— Data supplied —

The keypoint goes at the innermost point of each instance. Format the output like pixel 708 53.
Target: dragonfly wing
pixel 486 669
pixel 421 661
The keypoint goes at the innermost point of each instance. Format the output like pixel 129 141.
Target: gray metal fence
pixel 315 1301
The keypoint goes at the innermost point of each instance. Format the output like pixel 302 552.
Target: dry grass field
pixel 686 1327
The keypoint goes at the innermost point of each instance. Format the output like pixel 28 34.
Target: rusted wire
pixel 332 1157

— Required action —
Your task is to reproduce exactly the lines that begin at the line containing "Target: gray metal fence" and end at the final line of the data above.

— Answer for the task —
Target: gray metal fence
pixel 315 1301
The keypoint goes at the innermost point of each instance. Format the output like pixel 302 552.
Target: dry grass field
pixel 686 1327
The keypoint goes at the innermost point of each instance. Format the output like pixel 28 34.
Target: rusted wire
pixel 332 1157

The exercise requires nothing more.